GIVEN TASK: Copy each of the following lines word for word, keeping their order.

SUPPLIED INFORMATION:
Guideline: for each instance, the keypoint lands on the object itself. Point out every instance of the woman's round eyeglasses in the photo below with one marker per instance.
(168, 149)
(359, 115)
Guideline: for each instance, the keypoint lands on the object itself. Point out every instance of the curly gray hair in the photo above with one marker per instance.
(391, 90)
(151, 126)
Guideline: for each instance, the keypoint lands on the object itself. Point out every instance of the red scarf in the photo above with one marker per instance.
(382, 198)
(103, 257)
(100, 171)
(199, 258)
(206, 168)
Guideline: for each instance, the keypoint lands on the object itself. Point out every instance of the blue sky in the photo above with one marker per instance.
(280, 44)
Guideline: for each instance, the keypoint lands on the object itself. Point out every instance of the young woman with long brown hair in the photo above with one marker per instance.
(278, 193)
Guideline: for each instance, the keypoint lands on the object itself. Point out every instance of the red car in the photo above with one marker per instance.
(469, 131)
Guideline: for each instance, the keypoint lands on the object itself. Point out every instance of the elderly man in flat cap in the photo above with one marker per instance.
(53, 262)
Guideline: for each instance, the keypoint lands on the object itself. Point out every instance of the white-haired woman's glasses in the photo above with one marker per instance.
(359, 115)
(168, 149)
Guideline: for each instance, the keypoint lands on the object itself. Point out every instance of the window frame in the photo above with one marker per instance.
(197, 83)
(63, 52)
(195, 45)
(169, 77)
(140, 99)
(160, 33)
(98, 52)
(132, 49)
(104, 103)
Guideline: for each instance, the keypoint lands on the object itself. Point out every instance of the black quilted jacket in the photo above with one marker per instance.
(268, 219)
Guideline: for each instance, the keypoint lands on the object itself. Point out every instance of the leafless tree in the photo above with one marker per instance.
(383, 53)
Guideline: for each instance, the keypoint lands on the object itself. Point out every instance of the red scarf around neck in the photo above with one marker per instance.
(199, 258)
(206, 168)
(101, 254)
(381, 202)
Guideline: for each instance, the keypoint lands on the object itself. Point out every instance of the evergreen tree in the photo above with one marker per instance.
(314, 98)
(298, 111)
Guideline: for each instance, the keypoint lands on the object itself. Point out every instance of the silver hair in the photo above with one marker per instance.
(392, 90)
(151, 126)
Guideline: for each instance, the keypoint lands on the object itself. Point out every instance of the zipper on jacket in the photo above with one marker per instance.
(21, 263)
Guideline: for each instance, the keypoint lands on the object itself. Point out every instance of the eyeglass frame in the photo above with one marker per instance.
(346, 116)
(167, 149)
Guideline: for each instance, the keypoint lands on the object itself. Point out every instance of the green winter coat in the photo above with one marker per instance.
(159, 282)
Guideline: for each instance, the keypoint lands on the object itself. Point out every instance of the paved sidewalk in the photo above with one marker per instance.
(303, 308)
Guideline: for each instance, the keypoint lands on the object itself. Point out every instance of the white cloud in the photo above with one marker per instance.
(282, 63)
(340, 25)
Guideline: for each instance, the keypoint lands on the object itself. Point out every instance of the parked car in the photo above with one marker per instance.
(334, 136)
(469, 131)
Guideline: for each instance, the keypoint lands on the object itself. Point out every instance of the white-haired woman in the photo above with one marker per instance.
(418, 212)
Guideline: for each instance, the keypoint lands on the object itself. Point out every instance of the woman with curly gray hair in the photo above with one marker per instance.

RESULT FOR THIS EXERCISE:
Guideline: for each instance, the keypoint lands on the object itself. Point out every instance of the woman's round eyeglasses in the photo below with one marker per instance.
(168, 149)
(359, 115)
Guideline: for each instance, the keypoint lands on the object itself. Point out every instance of the curly gray hair in the photo above with one marker per instance.
(391, 90)
(151, 126)
Guideline: for each instance, the keypoint lands on the object itself. Point out every instance of the red scarf in the photo above with one marker per instance.
(382, 198)
(103, 257)
(100, 171)
(199, 258)
(206, 168)
Guideline: for each instance, the keypoint lands on the object itself. Point out every instance of the blue sky in the photo above with one marker per instance.
(280, 44)
Guideline: for each instance, the keypoint lands on the object itself. Point out every instance of the young woman with long brown hair in the photo above with one marker per instance.
(278, 193)
Guideline: for each instance, the keypoint lands on the object itself. Point out every instance of the red car in the photo above with one marker per instance.
(469, 131)
Guideline: for each instance, the keypoint lands on the object itself. Point out every instance of the elderly man in flat cap in the photo above with one marker per instance.
(53, 262)
Guideline: for each instance, the keypoint lands on the object itself. Point out every instance of the white-haired woman's glasses in the photo above with one marker per instance.
(359, 115)
(168, 149)
Guideline: for each instance, the keypoint lands on the object itself. Point out every instance of the window frame in the photo above with one marker per instance.
(197, 83)
(63, 52)
(195, 45)
(169, 77)
(140, 99)
(160, 33)
(98, 52)
(132, 49)
(104, 103)
Guideline: for each instance, the keypoint lands on the object itself. Point out every instance of the black quilted jacket in the photo above with one marker per instance.
(268, 219)
Guideline: for each instance, the keypoint lands on the object itself. Point out every instance of the leafless tree in the photo above with one marker per instance.
(383, 53)
Guideline: for each instance, the keypoint lands on the object itself. Point out every instance of the red scarf around neck in the photo above with one marker per instance.
(199, 258)
(206, 168)
(101, 254)
(381, 202)
Guideline: for each instance, the keypoint lands on the object itself. Point out every instance of the evergreen tree in the photo above with one marker per instance.
(314, 98)
(298, 111)
Guideline: for each instance, the keypoint lands on the object itself. Point out every instance of the silver hair in the photo above with one marker per instance.
(392, 90)
(151, 126)
Guideline: for each instance, the keypoint lands on the object itself. Point out every instance of the zipper on jacket in the photo above with one marker per instance.
(21, 263)
Guideline: for each instance, the keypoint lands on the object itself. Point out every instance of the eyeglass frame in the photo above with one marker per instance.
(346, 116)
(167, 149)
Guideline: for each instance, the keypoint lands on the object itself. Point out every instance of the green winter coat in the photo above with one marker per instance.
(159, 282)
Guideline: for each instance, the keypoint lands on the object itself. Point out every instance of the paved sidewalk in the photo above with one marker per instance.
(303, 308)
Guideline: for each instance, the keypoint lands on the object itself. Point out every instance of the white cloud in the photo above with one marker per instance.
(282, 63)
(340, 25)
Guideline: for each instance, the keypoint lands on the object itself. Point out every instance of the parked car in the photo above with one marker per instance.
(334, 136)
(469, 131)
Guideline: for each instance, the keypoint lands on the object itself. Point out every instance of the white-haired woman in the photo above with one marker per instance.
(418, 212)
Guideline: for each instance, the keypoint lands on the object itself. Point out every instance of the woman with curly gray hair in the photo above with one marker per instance.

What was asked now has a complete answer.